[BEGIN RECORD EXTRACTS]
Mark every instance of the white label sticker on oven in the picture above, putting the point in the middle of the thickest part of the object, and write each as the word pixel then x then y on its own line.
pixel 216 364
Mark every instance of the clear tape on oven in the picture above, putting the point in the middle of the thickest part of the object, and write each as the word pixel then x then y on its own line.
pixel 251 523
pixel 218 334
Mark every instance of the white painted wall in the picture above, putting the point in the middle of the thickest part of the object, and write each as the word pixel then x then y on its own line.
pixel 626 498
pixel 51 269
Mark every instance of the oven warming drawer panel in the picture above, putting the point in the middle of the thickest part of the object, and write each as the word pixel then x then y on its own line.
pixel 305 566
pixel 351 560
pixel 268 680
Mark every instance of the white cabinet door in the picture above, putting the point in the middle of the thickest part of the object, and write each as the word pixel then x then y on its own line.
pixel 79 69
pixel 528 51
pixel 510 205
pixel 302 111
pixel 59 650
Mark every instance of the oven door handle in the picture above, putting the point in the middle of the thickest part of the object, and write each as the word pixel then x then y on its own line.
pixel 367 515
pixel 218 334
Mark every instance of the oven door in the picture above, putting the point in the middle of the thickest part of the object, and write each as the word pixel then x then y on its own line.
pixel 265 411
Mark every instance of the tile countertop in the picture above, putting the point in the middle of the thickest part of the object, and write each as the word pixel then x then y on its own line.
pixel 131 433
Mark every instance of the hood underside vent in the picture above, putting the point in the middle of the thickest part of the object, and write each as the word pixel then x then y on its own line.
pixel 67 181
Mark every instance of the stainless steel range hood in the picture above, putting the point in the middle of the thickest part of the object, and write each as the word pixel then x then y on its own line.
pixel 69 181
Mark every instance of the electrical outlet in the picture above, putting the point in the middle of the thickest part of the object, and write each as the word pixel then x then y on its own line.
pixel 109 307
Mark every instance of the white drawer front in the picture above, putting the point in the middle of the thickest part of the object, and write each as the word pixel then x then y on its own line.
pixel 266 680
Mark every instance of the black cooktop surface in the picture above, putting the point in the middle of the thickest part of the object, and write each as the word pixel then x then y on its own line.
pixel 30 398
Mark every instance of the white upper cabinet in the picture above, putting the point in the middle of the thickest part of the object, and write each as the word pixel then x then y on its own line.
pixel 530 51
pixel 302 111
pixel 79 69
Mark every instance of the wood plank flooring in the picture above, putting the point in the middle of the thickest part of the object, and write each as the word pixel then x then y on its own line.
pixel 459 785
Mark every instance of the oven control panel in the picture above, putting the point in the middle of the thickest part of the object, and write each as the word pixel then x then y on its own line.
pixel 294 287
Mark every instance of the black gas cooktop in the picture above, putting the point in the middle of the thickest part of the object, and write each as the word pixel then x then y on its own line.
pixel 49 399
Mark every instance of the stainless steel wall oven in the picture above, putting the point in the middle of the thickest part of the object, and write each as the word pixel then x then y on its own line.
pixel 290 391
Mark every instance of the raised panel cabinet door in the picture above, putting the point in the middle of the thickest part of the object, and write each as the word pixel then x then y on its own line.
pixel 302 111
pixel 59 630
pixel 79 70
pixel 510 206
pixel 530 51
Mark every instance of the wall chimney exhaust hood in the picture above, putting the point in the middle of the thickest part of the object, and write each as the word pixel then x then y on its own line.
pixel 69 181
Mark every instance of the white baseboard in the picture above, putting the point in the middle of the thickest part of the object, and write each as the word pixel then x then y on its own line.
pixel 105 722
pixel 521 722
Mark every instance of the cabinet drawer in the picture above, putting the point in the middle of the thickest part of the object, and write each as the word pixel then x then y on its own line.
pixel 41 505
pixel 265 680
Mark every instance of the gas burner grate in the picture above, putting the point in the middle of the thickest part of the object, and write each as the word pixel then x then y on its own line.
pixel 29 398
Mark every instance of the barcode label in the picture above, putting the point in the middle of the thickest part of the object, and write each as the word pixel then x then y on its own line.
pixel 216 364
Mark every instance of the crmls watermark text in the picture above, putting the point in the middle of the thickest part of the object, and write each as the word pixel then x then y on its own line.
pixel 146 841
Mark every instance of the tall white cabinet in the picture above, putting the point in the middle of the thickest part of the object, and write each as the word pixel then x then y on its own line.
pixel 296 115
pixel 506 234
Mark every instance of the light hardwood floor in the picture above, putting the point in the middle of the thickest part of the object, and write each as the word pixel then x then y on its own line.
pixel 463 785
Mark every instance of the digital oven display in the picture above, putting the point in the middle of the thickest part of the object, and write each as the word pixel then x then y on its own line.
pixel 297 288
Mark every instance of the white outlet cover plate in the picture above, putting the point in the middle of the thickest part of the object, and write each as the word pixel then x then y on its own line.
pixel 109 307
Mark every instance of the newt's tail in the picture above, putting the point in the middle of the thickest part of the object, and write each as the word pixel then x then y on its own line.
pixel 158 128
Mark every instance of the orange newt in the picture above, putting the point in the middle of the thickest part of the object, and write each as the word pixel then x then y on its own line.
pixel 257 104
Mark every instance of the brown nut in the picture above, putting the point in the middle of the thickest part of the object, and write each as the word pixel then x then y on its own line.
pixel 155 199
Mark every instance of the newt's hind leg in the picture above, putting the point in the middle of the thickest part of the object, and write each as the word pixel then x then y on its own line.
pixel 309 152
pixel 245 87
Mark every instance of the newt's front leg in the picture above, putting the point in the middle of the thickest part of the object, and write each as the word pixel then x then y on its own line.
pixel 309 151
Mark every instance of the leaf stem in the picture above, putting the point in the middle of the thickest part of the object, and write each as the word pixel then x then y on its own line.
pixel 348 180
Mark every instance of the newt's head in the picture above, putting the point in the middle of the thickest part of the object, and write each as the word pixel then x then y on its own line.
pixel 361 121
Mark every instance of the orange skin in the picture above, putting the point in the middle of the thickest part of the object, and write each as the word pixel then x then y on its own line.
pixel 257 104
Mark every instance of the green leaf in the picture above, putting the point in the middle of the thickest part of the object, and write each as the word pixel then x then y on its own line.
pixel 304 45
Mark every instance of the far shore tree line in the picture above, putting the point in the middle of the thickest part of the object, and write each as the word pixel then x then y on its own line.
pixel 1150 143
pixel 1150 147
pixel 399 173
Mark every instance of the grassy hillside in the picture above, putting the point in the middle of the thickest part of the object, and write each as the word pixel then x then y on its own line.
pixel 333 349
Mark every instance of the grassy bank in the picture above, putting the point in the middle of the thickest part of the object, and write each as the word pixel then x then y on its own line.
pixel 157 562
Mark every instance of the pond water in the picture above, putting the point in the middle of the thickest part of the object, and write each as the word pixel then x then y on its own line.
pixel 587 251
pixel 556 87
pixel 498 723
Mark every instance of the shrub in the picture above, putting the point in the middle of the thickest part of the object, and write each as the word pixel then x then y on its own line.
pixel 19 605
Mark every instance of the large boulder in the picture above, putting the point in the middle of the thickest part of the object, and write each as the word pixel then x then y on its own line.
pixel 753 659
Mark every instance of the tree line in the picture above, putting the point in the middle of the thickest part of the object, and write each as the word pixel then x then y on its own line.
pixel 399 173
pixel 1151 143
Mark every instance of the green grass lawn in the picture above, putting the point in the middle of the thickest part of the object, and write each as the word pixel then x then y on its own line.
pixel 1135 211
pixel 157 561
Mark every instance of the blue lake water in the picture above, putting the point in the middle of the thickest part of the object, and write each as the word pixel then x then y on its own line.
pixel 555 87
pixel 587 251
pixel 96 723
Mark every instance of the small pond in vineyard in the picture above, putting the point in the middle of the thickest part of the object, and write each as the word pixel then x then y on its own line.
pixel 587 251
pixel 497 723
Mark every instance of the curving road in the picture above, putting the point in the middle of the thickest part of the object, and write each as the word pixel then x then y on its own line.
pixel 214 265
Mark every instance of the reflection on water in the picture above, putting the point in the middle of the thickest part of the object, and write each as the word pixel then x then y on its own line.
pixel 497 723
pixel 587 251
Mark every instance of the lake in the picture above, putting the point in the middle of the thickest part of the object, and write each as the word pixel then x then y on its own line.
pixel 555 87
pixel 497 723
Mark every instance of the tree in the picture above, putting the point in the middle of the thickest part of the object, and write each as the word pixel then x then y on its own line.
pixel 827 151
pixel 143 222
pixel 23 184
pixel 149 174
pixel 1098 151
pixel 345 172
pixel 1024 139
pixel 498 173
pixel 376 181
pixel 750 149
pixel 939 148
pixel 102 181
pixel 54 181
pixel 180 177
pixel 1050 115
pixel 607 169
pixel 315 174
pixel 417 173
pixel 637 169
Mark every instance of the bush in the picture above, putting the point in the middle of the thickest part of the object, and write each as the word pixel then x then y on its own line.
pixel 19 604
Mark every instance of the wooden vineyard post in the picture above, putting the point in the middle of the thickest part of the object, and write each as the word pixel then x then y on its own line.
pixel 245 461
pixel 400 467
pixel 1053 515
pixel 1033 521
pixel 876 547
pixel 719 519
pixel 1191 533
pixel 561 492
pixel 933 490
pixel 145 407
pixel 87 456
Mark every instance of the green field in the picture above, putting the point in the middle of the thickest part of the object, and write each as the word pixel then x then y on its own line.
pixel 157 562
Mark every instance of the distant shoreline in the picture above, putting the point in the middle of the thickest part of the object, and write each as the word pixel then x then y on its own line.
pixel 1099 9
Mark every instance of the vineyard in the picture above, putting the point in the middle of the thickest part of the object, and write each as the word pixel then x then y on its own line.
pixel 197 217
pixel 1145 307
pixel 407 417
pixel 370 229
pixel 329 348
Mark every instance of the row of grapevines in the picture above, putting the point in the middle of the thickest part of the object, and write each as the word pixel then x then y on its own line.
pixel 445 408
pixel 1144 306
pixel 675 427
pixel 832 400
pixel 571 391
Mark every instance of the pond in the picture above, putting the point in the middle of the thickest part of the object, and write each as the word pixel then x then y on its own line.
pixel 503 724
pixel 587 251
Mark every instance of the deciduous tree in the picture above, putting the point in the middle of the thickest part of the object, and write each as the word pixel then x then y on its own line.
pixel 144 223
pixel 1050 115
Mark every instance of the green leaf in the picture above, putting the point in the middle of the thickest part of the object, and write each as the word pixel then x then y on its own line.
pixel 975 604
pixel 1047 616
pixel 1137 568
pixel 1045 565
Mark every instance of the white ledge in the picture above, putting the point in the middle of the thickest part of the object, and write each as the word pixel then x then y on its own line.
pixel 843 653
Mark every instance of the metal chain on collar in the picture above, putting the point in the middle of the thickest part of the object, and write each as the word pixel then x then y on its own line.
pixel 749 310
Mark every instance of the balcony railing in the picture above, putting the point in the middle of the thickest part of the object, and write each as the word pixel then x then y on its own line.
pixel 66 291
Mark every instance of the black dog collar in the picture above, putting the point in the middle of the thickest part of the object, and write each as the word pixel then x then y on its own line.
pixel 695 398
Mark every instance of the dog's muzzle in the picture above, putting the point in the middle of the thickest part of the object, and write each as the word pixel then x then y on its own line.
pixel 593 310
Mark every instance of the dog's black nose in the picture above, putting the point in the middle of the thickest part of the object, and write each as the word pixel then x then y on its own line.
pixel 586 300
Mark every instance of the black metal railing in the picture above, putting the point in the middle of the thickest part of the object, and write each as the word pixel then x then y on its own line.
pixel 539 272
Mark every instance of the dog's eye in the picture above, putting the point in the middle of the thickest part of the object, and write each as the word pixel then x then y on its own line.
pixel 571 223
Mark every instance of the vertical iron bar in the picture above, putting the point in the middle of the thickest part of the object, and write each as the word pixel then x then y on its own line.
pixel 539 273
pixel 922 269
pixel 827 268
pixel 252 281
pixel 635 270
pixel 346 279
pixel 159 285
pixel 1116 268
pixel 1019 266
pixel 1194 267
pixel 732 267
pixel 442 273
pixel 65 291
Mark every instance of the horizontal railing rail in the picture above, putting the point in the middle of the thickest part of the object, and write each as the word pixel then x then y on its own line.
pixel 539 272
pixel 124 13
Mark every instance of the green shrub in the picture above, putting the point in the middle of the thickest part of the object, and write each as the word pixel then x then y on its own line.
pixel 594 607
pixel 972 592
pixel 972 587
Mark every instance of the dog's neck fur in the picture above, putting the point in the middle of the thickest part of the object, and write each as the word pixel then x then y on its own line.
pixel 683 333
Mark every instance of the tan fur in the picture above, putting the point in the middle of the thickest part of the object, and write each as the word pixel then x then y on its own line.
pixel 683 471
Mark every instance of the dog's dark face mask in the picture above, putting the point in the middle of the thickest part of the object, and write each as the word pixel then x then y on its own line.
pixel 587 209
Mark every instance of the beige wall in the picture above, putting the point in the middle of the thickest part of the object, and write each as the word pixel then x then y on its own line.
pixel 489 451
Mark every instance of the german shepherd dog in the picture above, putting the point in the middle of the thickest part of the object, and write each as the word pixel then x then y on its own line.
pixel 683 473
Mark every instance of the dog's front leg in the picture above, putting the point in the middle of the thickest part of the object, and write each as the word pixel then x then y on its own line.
[END RECORD EXTRACTS]
WHAT YOU ARE ASKED TO DO = Reproduce the rows from the beginning through the line containing "pixel 59 650", including that line, with every occurrence of "thickest part" swapped for "widest part" and nothing else altered.

FULL OUTPUT =
Mark every instance of the white label sticker on oven in the picture above, putting the point in the middle of the widest part of the object, and write each as the word pixel then x then y on its own line.
pixel 216 364
Mark every instance of the clear tape on oven in the picture above, putting the point in the middle of the widest part of the object, and write each as the word pixel then x then y on its own line.
pixel 251 523
pixel 218 334
Mark every instance of the white painted wall in the picture above, putting the point in the middle of the widest part of the object, and write each as the word pixel then x then y on its own line.
pixel 626 498
pixel 51 269
Mark every instance of the oven warming drawer panel in the picture above, putting the point in the middle of the widest part of the object, and write each as the word pixel then x then y on its own line.
pixel 305 566
pixel 351 560
pixel 268 680
Mark every instance of the white cabinet door in the picture above, putting the point in the middle of the widest part of the object, and write each as the word pixel then x then y on its own line.
pixel 79 69
pixel 528 51
pixel 510 205
pixel 302 111
pixel 59 650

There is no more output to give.